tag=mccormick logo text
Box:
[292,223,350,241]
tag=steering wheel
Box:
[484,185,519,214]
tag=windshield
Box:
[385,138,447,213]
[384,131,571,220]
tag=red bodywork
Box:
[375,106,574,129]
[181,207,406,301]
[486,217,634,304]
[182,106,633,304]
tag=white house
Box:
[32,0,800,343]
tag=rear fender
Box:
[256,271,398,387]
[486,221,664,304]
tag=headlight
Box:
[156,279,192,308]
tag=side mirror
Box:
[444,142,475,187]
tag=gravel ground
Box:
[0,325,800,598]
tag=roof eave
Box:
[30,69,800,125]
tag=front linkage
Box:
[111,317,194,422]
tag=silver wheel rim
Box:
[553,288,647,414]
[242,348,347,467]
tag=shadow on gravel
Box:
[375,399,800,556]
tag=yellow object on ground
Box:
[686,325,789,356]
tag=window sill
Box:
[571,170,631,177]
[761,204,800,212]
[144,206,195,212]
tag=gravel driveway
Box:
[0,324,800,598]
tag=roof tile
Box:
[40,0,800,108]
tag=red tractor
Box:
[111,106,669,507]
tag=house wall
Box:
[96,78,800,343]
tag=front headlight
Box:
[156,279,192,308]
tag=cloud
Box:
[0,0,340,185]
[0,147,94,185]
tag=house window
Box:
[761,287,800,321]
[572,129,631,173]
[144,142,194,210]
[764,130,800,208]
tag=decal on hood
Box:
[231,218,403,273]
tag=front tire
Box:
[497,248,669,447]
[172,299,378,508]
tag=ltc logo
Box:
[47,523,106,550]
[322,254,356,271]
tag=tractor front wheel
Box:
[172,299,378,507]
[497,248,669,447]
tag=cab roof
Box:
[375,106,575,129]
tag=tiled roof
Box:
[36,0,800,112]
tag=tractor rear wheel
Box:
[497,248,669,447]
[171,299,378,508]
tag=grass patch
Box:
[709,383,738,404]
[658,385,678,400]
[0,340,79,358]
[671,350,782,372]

> [What the task requires]: How many lines in the entries above contain the word "logo"? Answer with the number only.

> [Reply]: 2